# YOUR TASK
Produce the full set of records below once more, exactly as they stand.

___

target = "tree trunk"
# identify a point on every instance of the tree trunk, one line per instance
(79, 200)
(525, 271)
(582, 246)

___

# RESPONSE AREA
target = "tree trunk"
# identify a point on every instance of the tree trunk, one line per instance
(79, 200)
(525, 271)
(582, 246)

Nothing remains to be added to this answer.